Records contained in a dataset
####################
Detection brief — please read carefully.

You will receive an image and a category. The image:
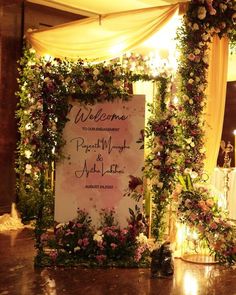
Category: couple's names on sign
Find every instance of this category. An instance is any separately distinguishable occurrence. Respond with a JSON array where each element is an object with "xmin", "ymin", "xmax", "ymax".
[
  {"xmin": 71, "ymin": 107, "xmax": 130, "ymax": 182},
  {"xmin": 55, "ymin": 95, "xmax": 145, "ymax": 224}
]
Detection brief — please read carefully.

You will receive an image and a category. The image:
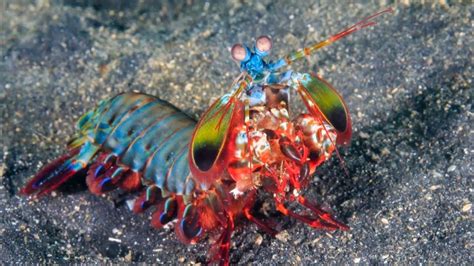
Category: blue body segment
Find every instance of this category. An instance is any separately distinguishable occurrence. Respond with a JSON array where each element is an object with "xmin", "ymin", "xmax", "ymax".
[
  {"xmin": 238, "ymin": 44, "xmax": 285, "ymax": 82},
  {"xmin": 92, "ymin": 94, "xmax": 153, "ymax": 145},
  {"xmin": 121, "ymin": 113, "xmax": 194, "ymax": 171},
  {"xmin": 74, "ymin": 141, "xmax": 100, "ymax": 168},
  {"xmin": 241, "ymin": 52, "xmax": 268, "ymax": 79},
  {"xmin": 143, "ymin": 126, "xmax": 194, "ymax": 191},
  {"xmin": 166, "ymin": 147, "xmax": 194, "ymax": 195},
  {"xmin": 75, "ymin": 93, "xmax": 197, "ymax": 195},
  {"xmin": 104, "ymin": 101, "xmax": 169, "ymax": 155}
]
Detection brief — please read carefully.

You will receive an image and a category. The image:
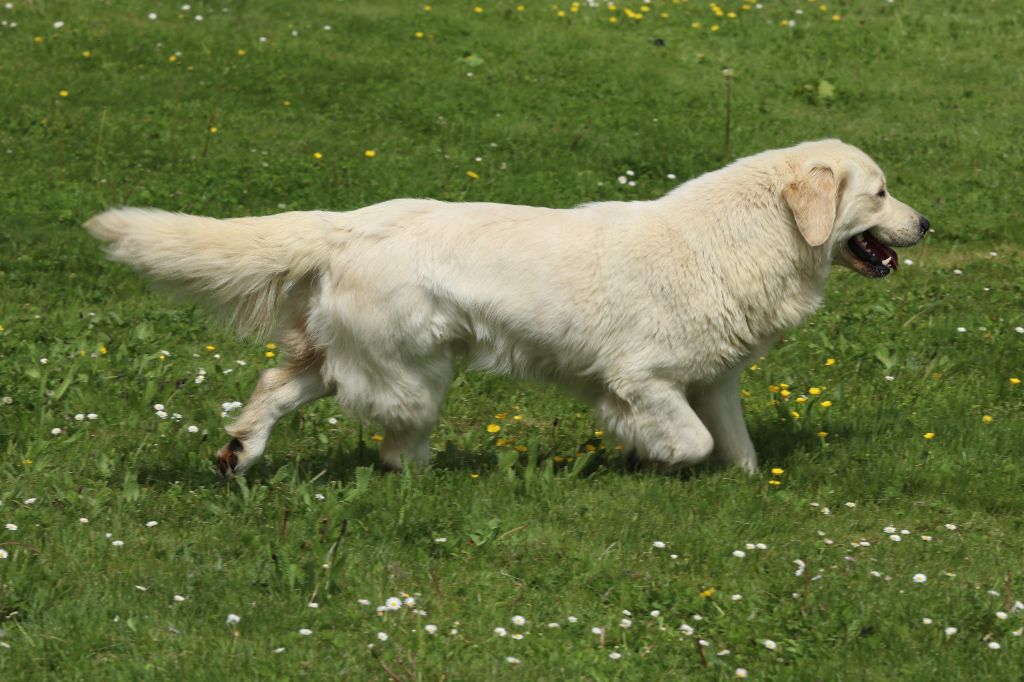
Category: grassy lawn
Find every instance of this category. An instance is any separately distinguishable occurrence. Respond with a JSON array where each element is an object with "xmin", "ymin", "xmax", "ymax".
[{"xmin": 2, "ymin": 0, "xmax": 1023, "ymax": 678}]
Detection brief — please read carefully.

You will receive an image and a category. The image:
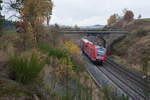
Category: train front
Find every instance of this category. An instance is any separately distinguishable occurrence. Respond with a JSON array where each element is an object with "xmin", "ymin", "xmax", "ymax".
####################
Pictures stay out; the entries above are to be output exactly as given.

RESULT OF THE TASK =>
Detection brief — please read carefully.

You will receive an image and a category. The image:
Category: couple's names on sign
Find every instance of this category. An instance is any separately distinguishable occurrence. Respond with a JSON array where each element is an object with "xmin", "ymin", "xmax", "ymax".
[
  {"xmin": 71, "ymin": 107, "xmax": 130, "ymax": 182},
  {"xmin": 55, "ymin": 95, "xmax": 145, "ymax": 224}
]
Detection brief — please read carefully.

You will receive an image and a category. The image:
Category: blue body segment
Find every instance of this category. An instance is any separately distinguishable occurrence. Respond with a JSON array where each element is an object with "xmin", "ymin", "xmax", "ymax".
[
  {"xmin": 238, "ymin": 44, "xmax": 285, "ymax": 82},
  {"xmin": 92, "ymin": 94, "xmax": 153, "ymax": 145},
  {"xmin": 121, "ymin": 113, "xmax": 194, "ymax": 171},
  {"xmin": 74, "ymin": 141, "xmax": 100, "ymax": 168},
  {"xmin": 241, "ymin": 52, "xmax": 268, "ymax": 79},
  {"xmin": 143, "ymin": 126, "xmax": 194, "ymax": 191},
  {"xmin": 166, "ymin": 147, "xmax": 194, "ymax": 195},
  {"xmin": 75, "ymin": 93, "xmax": 197, "ymax": 195},
  {"xmin": 104, "ymin": 101, "xmax": 169, "ymax": 155}
]
Detection brief — please read carefully.

You will receive an image and a category. The image:
Category: grassy lawn
Find every instance of this category. An instance is any separately distinguishable occurrence. Respond with a JSON array where each element is an object with "xmin", "ymin", "xmax", "ymax".
[{"xmin": 2, "ymin": 0, "xmax": 1023, "ymax": 678}]
Detection brief — please read carefully.

You will receive an image and a category. The image:
Category: train front
Find every instance of this category. An instance is any separately distinguishable occurrence. Respond with a JSON array where each element is an object with "xmin", "ymin", "xmax", "ymax".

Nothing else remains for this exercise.